[Examples of point labeling]

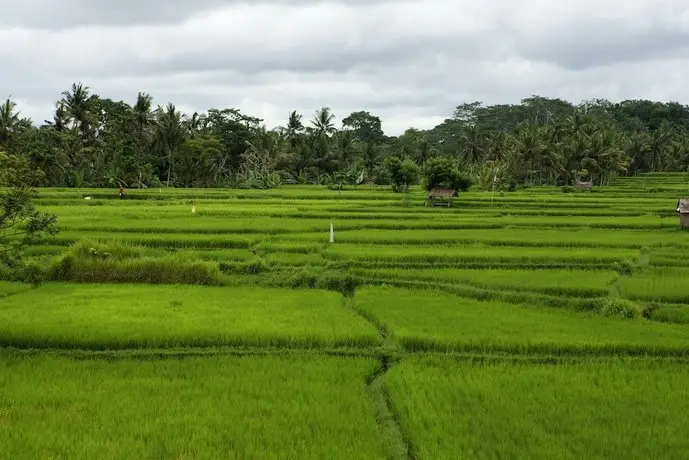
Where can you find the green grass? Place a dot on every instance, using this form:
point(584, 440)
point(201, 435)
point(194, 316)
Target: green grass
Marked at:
point(305, 407)
point(136, 316)
point(597, 410)
point(530, 276)
point(517, 256)
point(9, 288)
point(667, 284)
point(427, 320)
point(554, 282)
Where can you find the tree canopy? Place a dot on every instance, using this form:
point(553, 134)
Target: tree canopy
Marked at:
point(99, 142)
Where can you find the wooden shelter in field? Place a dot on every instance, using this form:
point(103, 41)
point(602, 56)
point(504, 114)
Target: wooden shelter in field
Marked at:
point(441, 197)
point(683, 210)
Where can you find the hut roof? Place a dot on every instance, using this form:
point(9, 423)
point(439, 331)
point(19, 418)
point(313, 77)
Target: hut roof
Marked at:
point(684, 206)
point(437, 192)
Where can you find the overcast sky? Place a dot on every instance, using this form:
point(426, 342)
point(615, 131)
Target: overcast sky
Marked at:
point(409, 62)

TASK TO COMPLETE: Reproduce all of these lines, requests included, rescaling every answer coordinate by 2.1 and rounding to whole numbers with halves going up, while the coordinates in the requests and their sample formats stay unchanged. Leave the pictures out.

WRITTEN REPLY:
Where can you find the green grass? Place a dot on every instance, using this form:
point(584, 440)
point(201, 435)
point(194, 316)
Target: green grass
Marked at:
point(641, 855)
point(286, 664)
point(1254, 861)
point(1113, 580)
point(1086, 538)
point(19, 605)
point(1401, 596)
point(897, 672)
point(1163, 592)
Where can you find the tree canopy? Place a dot on every instance, using this form:
point(553, 134)
Target: tree canopy
Marked at:
point(208, 298)
Where can you find the wooden shelter in field? Place a dot on every instance, using this form:
point(103, 41)
point(602, 56)
point(504, 114)
Target: wooden shelter in field
Marked at:
point(926, 414)
point(1434, 441)
Where can you find the hut roof? Place a dot on every instance, using this form:
point(9, 423)
point(439, 331)
point(19, 418)
point(313, 77)
Target: hut roof
Marked at:
point(1436, 433)
point(918, 403)
Where can you find the overcast sky? Place a dot on every instance, using this form:
point(426, 342)
point(615, 131)
Target: overcast sky
Marked at:
point(859, 130)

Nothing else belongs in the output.